Reproduce each of the following records word for word, leaving nothing out and changing nothing.
*****
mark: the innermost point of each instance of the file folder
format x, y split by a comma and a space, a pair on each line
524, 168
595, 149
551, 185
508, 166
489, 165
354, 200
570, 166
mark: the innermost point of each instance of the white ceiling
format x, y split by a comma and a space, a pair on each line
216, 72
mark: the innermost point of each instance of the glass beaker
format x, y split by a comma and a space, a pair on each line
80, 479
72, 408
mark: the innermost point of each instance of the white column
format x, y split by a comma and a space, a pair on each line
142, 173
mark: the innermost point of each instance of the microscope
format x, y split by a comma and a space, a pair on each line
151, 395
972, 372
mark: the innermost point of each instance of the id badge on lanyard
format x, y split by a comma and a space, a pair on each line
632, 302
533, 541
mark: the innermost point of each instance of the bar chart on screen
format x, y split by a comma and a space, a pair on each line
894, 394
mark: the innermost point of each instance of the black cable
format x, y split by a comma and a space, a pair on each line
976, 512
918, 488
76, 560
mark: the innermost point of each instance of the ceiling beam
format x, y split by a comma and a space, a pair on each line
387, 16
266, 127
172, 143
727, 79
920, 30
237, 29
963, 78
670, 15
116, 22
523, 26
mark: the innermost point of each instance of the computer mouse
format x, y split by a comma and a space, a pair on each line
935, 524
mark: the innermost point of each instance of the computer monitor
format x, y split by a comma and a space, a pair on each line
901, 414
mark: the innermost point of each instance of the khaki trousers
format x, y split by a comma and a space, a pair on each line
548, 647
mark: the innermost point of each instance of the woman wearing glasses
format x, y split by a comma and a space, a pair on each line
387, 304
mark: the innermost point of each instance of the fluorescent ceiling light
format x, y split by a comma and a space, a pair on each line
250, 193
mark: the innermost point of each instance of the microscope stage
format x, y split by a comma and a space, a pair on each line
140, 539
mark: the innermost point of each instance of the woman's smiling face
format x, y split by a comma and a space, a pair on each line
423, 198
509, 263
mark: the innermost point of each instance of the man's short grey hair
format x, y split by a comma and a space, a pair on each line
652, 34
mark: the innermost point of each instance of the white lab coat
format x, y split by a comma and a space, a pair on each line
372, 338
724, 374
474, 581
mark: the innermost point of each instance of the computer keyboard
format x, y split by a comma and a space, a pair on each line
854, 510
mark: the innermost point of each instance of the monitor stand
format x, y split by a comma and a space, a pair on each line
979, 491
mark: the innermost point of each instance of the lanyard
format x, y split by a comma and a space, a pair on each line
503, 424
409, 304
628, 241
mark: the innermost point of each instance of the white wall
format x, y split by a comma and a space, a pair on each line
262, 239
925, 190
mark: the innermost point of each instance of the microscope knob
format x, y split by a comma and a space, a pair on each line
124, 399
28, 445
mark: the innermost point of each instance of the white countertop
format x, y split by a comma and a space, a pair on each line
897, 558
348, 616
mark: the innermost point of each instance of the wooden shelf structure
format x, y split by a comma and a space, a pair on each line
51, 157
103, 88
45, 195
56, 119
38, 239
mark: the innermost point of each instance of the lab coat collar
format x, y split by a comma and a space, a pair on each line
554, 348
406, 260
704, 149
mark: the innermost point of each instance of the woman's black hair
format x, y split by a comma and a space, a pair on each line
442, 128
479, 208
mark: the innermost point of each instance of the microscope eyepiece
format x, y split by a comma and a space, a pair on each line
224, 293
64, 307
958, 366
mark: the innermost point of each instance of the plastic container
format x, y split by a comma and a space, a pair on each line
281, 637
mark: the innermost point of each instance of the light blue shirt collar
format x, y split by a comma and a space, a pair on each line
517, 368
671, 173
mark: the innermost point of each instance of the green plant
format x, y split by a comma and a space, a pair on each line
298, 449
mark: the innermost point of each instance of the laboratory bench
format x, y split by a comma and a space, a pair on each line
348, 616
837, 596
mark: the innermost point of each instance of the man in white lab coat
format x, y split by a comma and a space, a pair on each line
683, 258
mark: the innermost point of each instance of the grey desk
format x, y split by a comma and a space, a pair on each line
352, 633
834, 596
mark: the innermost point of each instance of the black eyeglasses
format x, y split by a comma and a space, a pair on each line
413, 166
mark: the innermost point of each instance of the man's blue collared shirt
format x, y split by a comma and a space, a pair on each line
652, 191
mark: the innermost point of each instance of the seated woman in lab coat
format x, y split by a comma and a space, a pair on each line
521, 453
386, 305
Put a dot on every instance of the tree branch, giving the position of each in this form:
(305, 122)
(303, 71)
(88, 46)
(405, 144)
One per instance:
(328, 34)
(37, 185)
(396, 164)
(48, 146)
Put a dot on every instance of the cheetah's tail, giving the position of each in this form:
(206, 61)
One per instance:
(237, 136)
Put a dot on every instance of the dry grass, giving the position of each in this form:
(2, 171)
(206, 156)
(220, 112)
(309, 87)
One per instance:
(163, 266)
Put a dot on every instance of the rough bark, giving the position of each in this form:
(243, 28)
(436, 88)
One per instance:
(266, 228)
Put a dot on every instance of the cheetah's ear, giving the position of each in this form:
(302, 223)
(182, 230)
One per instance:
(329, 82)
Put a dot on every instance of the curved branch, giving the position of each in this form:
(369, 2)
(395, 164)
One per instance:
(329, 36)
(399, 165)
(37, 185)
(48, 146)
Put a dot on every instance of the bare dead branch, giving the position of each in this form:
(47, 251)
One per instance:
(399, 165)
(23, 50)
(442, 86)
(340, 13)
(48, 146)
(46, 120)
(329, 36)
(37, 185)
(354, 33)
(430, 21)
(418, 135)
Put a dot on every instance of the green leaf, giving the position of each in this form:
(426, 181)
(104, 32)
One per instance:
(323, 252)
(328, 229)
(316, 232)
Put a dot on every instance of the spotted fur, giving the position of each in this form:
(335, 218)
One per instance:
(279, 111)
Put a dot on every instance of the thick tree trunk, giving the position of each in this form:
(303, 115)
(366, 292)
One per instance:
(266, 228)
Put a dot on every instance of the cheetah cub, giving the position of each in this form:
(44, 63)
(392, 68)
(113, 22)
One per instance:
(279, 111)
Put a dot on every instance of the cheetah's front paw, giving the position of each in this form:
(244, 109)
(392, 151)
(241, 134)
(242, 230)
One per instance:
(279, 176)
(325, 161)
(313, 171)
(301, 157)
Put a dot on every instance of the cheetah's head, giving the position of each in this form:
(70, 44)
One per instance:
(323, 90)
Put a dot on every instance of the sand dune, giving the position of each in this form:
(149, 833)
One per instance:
*****
→ The completed task:
mark: the innermost point of each instance of the file folder
format x, y split by a comma and a space, a pair on each line
524, 168
595, 149
551, 185
508, 166
489, 165
354, 200
570, 166
mark: the innermost point of each instance of the white ceiling
format x, y split by a comma and a space, a pair on each line
216, 72
mark: the innermost point of each instance of the glass beaker
format x, y split by a comma and a space, a pair on each line
80, 479
72, 408
mark: the innermost point of each instance of the white column
format x, y split by a comma and a space, a pair on each line
142, 173
mark: the innermost point of each instance of the microscope
format x, y split by a comma and a space, a pair on each line
151, 395
972, 372
mark: the innermost point of each instance of the id badge on lanyard
format x, y split by a comma and a space, a pair on each line
632, 302
533, 541
mark: the innermost point of each instance of the bar chart on screen
format x, y split by a comma and a space, a pair on each line
894, 394
mark: the innermost point of each instance of the black cable
format x, y split by a comma and a space, a pair on each line
976, 512
918, 488
76, 560
mark: the innermost point of each instance of the ceiling beam
format x, y split by a comma and a space, a pair on each line
387, 16
266, 127
172, 143
727, 79
920, 30
237, 29
963, 78
670, 15
116, 22
523, 26
mark: the innermost point of each instance of the computer mouse
format x, y split by a comma and a space, a pair on each line
935, 524
mark: the innermost point of each instance of the computer monitor
format x, y split by a comma and a space, a pair on each line
901, 414
mark: the innermost point of each instance of the khaki trousers
format x, y split by a comma and a space, a pair on each line
548, 647
mark: the innermost point of each instance of the woman wearing glasses
format x, y split by a comma and a space, a pair on each line
387, 304
mark: the innermost point of each instance of the fluorescent ceiling light
format x, y split by a comma and a space, a pair on each line
250, 193
mark: the innermost point of each instance of the microscope stage
format x, y split by a comma and a space, a pair on each line
140, 539
mark: the innermost point of each instance of the woman's smiling face
format x, y split by a comma and a space, a pair on each line
423, 198
509, 263
mark: the innermost point of each instance of the man's short grey hair
format x, y split by a comma and a space, a pair on each line
652, 34
mark: the innermost point of each instance of the white lab coat
format x, y split by a comma and a space, a pair on each line
372, 338
724, 374
474, 581
mark: the innermost point of each instance of the computer keyboard
format x, y split by a comma and a space, a pair on each line
854, 510
mark: the innermost point of each instance of the monitor stand
format x, y split by a comma and a space, a pair on each line
979, 491
mark: the innermost point of each instance of the lanyard
format x, y split by a comma and a space, a pair on each line
503, 424
409, 304
628, 241
mark: the innermost point of each instance of the white wall
format x, y split by a comma and a space, a pair on each line
262, 239
925, 190
mark: the innermost point of each instance of the microscope knob
format x, y split by a comma and a space, a pair on each line
124, 399
28, 445
mark: the innermost point of each instance of the white countertop
format x, y split by a comma and a space, a pair on each line
897, 558
348, 616
mark: the innermost point of each instance of the wooden shelf structure
format x, y split by a comma and a space, a pair on each line
51, 157
103, 88
45, 195
56, 119
38, 239
mark: the innermost point of each instance of the lab coat collar
format x, y split by a comma and a space, a pair on each line
554, 348
406, 260
704, 149
mark: the innermost point of each instance of the woman's black hair
format x, y split by a comma and a space, a pair on each line
442, 128
479, 208
mark: the innermost point of each instance of the microscope eyepiece
format x, y split by a comma and a space, a pair on each line
224, 293
64, 307
958, 366
mark: the innermost point of each instance of the plastic container
format x, y split by a comma and a space, a pair on each line
281, 637
mark: the innermost point of each instance of the light blue shirt collar
format x, y split by a comma and a space, a pair on each line
517, 368
671, 173
mark: the innermost point of each instance of the green plant
format x, y split by a comma and a space, a pair on each line
298, 449
mark: the innermost point of each instance of the laboratory bench
format x, y split by a comma and a space, a pair on each line
348, 616
837, 596
mark: the innermost point of each instance of the man in white lab coat
format x, y split by a comma and a space, a pair on each line
683, 258
mark: the innermost point of each instance of the grey desk
format x, y split by a comma and a space, a pair on each line
352, 633
834, 596
mark: the innermost point of each instance of the black eyeglasses
format x, y split by a comma and a space, a pair on each line
413, 166
mark: the innermost point of each instance of the man's blue collared shirt
format x, y split by a comma and a space, a pair on each line
652, 191
mark: the innermost point of each instance of the seated woman in lab coat
format x, y split by a comma and a space, a pair on each line
521, 453
386, 305
Put a dot on every instance of the tree branch, giving the position of each in this form:
(305, 122)
(303, 71)
(88, 46)
(405, 144)
One per instance:
(328, 34)
(37, 185)
(396, 164)
(48, 146)
Put a dot on every instance of the cheetah's tail, giving the position of each in this form:
(206, 61)
One per instance:
(237, 136)
Put a dot on every instance of the dry grass, giving the position of each in this form:
(2, 171)
(206, 156)
(220, 112)
(309, 87)
One per instance:
(163, 266)
Put a dot on every instance of the rough bark, giving the position of each in this form:
(243, 28)
(436, 88)
One per instance:
(266, 228)
Put a dot on every instance of the cheetah's ear, giving the position of each in this form:
(302, 223)
(182, 230)
One per instance:
(329, 82)
Put a dot on every instance of the curved branch, giving the position of each in this form:
(369, 2)
(395, 164)
One per instance:
(329, 36)
(399, 165)
(37, 185)
(48, 146)
Put a dot on every instance of the bare dead branch, giving the position of each in this form:
(47, 251)
One per instance:
(399, 165)
(23, 50)
(442, 86)
(340, 13)
(48, 146)
(46, 120)
(329, 36)
(37, 185)
(354, 33)
(430, 21)
(418, 135)
Put a dot on every instance of the green leaf, giving the position of each in this form:
(426, 181)
(104, 32)
One per instance:
(323, 252)
(328, 229)
(316, 232)
Put a dot on every instance of the spotted fur, giving the position of each in this form:
(335, 218)
One per instance:
(279, 111)
Put a dot on every instance of the thick tree trunk, giving the position of each in this form:
(303, 115)
(366, 292)
One per instance:
(266, 228)
Put a dot on every instance of the cheetah cub, giving the position of each in this form:
(44, 63)
(392, 68)
(113, 22)
One per instance:
(279, 111)
Put a dot on every instance of the cheetah's front paw, giving the position of each in this form:
(244, 109)
(392, 151)
(241, 134)
(242, 230)
One per instance:
(279, 176)
(325, 161)
(313, 171)
(301, 157)
Put a dot on every instance of the cheetah's head, giving the position of each in this form:
(70, 44)
One per instance:
(323, 90)
Put a dot on every instance of the sand dune, giving the position of each in this form:
(149, 833)
One per instance:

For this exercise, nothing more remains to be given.